Order from Chaos: Linnaeus Disposes

Order from chaos:Looking back

The "chaos" from which Linnaeus brought order can be seen not only as the previous and contemporary literature in which plants and animals were named and described in as many styles as there were authors but also as the explosion in new species found during European voyages of discovery that had to be accounted for in the overall knowledge of the plant world.

To bring order from chaos, Linnaeus did two things:

1. He synthesized the previous literature about all plants and animals known to the western world, determining which descriptions in one work correlated to which descriptions in another work.

2. He developed a comprehensive system for grouping, naming and describing species, and he added references from previous authors to his own text, correlating his names and descriptions to those of earlier and current writers.

His new plant classification system was artificial and thus undesirable from the point of view of those working to achieve a natural system of classification. However, what it lacked in naturalness it made up for in ease of application, usability, and expansibility. A problem with many earlier systems was that an inexperienced person with an unknown plant in hand could not easily find its place within the system and could not ascertain whether it was already recorded somewhere else.

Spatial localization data

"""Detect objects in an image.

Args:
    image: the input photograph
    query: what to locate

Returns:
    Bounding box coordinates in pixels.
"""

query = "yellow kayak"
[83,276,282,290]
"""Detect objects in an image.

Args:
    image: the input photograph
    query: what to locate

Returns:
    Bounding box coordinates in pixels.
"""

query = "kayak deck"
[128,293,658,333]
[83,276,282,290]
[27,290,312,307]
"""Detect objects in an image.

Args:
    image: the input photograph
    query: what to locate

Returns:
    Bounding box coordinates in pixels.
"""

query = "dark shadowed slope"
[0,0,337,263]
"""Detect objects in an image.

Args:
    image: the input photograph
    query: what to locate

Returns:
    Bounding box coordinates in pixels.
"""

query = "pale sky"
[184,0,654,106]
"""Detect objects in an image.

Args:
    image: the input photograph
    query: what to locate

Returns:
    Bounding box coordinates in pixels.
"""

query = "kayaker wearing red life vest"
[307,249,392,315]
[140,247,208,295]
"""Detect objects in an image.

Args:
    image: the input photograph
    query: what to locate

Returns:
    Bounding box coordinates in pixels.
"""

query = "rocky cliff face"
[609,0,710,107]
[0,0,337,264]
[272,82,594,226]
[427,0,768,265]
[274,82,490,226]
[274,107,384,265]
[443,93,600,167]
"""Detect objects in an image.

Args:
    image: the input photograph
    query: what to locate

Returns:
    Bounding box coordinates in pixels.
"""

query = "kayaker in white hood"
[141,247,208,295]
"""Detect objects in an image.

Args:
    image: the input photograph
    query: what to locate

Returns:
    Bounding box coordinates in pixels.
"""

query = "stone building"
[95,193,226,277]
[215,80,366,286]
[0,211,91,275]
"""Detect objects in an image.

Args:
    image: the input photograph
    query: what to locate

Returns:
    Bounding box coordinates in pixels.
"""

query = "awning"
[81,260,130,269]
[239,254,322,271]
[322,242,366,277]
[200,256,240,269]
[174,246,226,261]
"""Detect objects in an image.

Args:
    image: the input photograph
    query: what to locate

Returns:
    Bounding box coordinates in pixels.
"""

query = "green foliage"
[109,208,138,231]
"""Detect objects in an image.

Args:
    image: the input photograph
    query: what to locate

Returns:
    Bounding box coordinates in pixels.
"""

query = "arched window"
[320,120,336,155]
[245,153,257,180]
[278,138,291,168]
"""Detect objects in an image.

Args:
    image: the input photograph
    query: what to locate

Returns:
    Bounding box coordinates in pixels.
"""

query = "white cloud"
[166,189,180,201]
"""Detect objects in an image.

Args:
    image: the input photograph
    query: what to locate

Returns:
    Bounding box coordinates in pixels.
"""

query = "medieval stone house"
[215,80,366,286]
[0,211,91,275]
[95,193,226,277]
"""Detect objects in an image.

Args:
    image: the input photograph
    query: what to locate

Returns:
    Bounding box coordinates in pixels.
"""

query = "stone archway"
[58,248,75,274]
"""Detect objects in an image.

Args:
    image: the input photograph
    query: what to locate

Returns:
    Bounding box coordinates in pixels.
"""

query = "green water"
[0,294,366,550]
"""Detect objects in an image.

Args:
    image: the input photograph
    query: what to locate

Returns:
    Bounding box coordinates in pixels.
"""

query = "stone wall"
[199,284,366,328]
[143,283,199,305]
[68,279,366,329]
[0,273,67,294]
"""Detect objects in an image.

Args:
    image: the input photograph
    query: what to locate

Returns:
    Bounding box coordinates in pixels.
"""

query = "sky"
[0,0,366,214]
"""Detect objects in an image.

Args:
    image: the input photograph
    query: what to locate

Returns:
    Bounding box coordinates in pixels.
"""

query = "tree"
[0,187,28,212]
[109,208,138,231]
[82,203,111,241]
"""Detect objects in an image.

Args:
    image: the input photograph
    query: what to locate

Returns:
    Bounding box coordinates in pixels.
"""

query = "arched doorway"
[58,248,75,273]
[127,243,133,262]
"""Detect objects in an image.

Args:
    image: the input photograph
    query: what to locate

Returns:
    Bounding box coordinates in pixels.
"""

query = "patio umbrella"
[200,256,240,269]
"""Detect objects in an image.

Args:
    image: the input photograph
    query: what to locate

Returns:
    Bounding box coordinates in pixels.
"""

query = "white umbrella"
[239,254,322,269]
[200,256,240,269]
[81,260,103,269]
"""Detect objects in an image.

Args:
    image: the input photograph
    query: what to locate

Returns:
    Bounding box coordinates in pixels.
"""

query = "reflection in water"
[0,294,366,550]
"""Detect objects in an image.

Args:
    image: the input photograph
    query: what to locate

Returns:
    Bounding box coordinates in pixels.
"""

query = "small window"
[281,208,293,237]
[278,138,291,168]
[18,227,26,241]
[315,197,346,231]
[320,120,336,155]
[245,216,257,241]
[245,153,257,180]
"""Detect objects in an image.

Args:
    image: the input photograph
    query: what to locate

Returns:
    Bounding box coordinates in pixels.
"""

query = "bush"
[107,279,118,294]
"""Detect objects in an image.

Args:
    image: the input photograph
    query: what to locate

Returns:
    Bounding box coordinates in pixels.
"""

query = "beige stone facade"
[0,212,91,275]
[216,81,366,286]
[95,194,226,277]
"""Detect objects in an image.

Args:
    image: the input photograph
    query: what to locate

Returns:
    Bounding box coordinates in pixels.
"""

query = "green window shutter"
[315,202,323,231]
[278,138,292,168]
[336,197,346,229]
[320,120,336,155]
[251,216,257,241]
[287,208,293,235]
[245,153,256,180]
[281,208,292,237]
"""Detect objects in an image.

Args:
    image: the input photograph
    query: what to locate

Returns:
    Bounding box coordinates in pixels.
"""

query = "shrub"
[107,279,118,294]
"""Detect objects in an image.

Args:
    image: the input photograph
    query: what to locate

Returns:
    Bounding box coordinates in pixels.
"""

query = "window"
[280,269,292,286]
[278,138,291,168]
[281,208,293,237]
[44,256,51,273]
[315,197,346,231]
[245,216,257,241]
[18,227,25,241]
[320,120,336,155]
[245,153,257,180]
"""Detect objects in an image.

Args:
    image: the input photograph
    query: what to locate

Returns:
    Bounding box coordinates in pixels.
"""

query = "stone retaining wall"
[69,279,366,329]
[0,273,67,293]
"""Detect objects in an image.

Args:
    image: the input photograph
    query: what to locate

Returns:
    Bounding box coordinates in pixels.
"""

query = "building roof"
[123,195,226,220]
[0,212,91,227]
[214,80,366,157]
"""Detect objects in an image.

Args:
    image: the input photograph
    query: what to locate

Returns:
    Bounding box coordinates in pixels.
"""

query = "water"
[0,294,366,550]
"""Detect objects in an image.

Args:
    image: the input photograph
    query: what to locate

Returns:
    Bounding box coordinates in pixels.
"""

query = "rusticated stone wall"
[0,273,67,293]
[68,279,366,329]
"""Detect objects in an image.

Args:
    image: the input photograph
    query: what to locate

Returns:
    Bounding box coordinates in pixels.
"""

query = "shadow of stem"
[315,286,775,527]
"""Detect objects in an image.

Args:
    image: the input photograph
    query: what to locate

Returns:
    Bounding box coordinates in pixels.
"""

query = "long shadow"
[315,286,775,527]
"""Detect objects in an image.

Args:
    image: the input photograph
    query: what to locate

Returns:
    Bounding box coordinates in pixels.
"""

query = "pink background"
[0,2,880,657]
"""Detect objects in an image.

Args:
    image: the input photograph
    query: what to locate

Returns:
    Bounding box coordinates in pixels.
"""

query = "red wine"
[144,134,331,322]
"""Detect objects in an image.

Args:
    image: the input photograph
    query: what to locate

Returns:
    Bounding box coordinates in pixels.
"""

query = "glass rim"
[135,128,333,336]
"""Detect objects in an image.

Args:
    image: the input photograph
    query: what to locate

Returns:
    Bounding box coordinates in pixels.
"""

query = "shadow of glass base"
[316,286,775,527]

> _WORK REQUEST A_:
Translate this sentence from the Linnaeus passage into Spanish: "However, what it lacked in naturalness it made up for in ease of application, usability, and expansibility."
> _WORK REQUEST B_:
In the Linnaeus passage, why was his new plant classification system undesirable to those working toward a natural system of classification?
> _WORK REQUEST C_:
Continue the passage on Linnaeus and plant classification after its final sentence.

> _TASK ANSWER A_:
Sin embargo, lo que le faltaba de naturalidad lo compensaba con facilidad de aplicación, usabilidad y capacidad de expansión.

> _TASK ANSWER B_:
It was artificial.

> _TASK ANSWER C_:
The essence of Linnaeus’ achievement is that he succeeded in regularizing the way plants and animals were studied. He made systematics systematic, through a system of uniform description, classification and nomenclature, which in turn simplified and facilitated identification. Others had done one or more of these things before but in a more limited and less coherent way. His precise terminology, use of an international language, consistently-applied system and global scope ensured widespread usability of his system. The magnitude, utility and comprehensiveness of his system made it unique and influenced the way that his colleagues and successors would approach their work. Modern systematic biology began with his mid-18th-century publications.